(TEXT SHOWN begins)

In 1953 there were two demonstrations concerning cells in the frog's retina that could analyse complex form, one by Horace Barlow and one by Steve Kuffler, who was to become Hubel and Wiesel's postdoctoral adviser. These studies provided the starting point for Hubel and Wiesel's investigations of the cat's visual cortex in 1959, and probably sensitized the pair to the importance of the observation described in the opening of this review. Serendipity requires a prepared mind.

At about the same time, the work of Barlow and Kuffler was extended by Jerry Lettvin and Humberto Maturana in their paper ‘What the frog's eye tells the frog's brain’. Hubel and Wiesel were impressed when Lettvin showed them his complex frog neurons. The pair realized they “obviously had much in common with Lettvin and Maturana, especially our exploratory approach and freedom from complex apparatus, hypothesis, and so on. Jerry and Humberto carried their unusual approach to extremes, perhaps because they lacked an adviser like Steve who insisted we make at least a few measurements for the sake of scientific respectability.”

The remaining background chapters in this book are largely a glowing tribute to Kuffler, Hubel and Wiesel's mentor, friend and protector, who died in 1980. He brought them together at Johns Hopkins, encouraged them in every way, and took them to Harvard. Beyond this, Kuffler provided a lifelong model of doing science with your own hands, writing and rewriting over and over, and leaving your graduate students alone.

Perhaps the most interesting parts of the book are those that surround each paper or set of related papers. The forewords describe why they did each experiment. Then they describe what they did right and wrong, and comment a little (actually, very little) on subsequent developments in the field. Best of all, these parts, and the introductory chapters, are peppered with incidental remarks on how (and how not) to do science.

For example, on grants they say that much of their research “can be described as a massive fishing expedition, an expression commonly used by study sections to disparage bad grant requests”. Their research, they explain, was seldom hypothesis driven. “But the lack of a hypothesis need not necessarily prevent one from catching big fish.”

On computation: an example of the “illnesses” that can afflict science is an increase in “a theory sometimes called computation ... molecular biology, which we regard as more successful as a science than our field, seems largely to have avoided being beset with computation. In The Molecular Biology of the Gene I look in vain for equations.”

On doing experiments, they write: “Unlike much of today's science, in which the actual work is done by technicians or graduate students ... it is we who get to do the experiments.”

Hubel says he saves time by reading as little as possible in his field: “Reading most papers today is like eating sawdust.” He also says the pair benefited from their “refusal to waste time bothering with measuring intensities, rates of movement, and so on, or to spend time drawing graphs or histograms.”

(TEXT SHOWN ends)
(PROVIDED RECORDS begins)

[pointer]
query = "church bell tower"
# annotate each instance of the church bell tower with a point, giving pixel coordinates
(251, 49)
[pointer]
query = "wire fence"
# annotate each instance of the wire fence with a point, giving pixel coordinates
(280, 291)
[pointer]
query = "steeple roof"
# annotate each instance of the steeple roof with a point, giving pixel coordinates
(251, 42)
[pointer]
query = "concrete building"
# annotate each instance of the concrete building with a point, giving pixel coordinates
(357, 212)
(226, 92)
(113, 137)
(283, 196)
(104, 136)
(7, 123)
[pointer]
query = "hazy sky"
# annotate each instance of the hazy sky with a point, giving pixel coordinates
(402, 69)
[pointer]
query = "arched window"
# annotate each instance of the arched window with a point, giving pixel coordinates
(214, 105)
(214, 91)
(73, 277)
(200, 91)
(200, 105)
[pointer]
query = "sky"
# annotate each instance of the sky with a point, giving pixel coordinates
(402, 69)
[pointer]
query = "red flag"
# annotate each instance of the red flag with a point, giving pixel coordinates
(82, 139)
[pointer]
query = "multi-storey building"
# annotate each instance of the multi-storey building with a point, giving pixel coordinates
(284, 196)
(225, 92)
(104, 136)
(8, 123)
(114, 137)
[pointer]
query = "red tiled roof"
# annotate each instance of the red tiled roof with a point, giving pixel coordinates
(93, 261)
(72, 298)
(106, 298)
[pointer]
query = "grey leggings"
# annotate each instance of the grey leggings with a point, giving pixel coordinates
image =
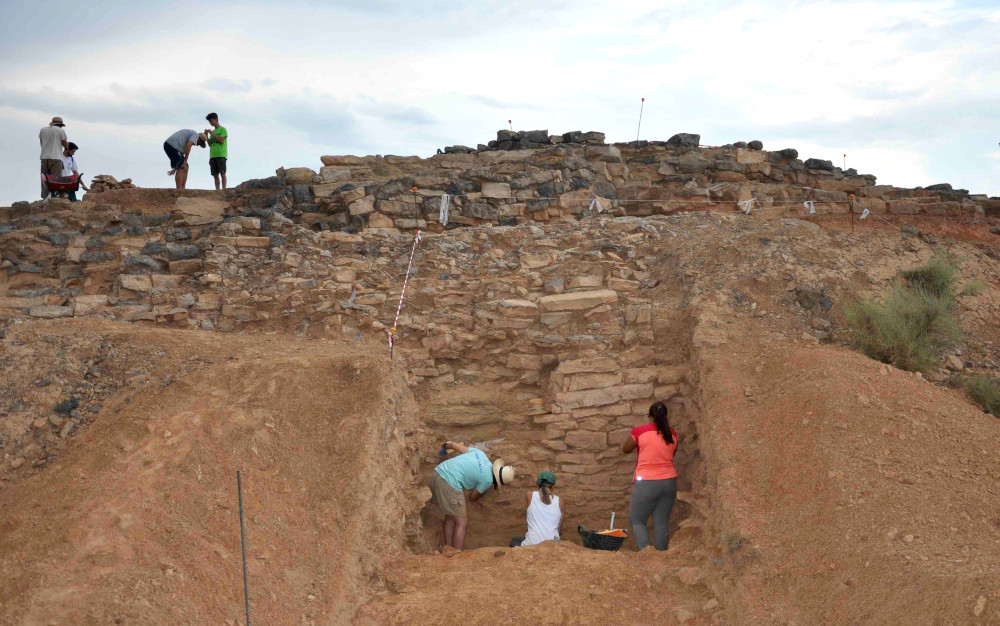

(PROVIDED RECORDS ends)

_TASK OBJECTIVE_
Decide whether each statement agrees with the Hubel and Wiesel review: (a) Kuffler died in 1980; (b) Hubel and Wiesel's research was usually driven by a hypothesis; (c) technicians carried out the experiments in Hubel and Wiesel's own work. Answer yes or no for each and quote the deciding words. The items play no part in what follows.

_OUTPUT FOR THIS EXERCISE_
(a) Yes: "who died in 1980"
(b) No: "Their research, they explain, was seldom hypothesis driven."
(c) No: "it is we who get to do the experiments."